**EXERCISE AIM**
Give back every record exactly as written.

_ _ _ _ _ _ _

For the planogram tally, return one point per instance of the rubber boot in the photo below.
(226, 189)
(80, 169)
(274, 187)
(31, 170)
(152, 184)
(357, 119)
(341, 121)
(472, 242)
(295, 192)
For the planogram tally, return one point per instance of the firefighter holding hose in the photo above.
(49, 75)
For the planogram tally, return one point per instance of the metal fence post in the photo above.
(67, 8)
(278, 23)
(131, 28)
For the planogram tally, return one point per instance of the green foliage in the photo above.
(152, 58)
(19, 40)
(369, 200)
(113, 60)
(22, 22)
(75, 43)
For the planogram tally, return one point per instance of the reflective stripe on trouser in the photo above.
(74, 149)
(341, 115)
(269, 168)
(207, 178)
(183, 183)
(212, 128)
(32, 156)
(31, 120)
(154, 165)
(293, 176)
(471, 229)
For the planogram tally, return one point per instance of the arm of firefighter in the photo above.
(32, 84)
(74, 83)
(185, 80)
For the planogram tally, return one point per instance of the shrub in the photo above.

_ _ _ _ _ _ _

**RESPONSE**
For the planogram tally, return one point per instance of the rubber boot in the photo below.
(226, 189)
(80, 169)
(274, 187)
(31, 170)
(152, 184)
(357, 119)
(341, 121)
(472, 242)
(295, 192)
For the planogram tally, return one point per instance of the firefighter holding hose in the photo above.
(49, 75)
For the planogram tally, return one point per instance of the metal fence post in the photo above.
(67, 8)
(278, 23)
(131, 28)
For the planogram tally, return one point per instance of the green foliage in the photo above.
(152, 58)
(19, 40)
(369, 200)
(113, 60)
(22, 22)
(75, 43)
For the planogram tally, return one point per instance of the reflective stripe on trouser in the photo above.
(74, 149)
(341, 115)
(269, 168)
(207, 178)
(183, 183)
(212, 128)
(32, 156)
(31, 120)
(154, 165)
(293, 176)
(471, 229)
For the planogram tally, return one point per instance of the arm of firefighter in the photo above.
(32, 84)
(74, 83)
(185, 80)
For the planogram tally, return one point per instance of the shrub in the photo above.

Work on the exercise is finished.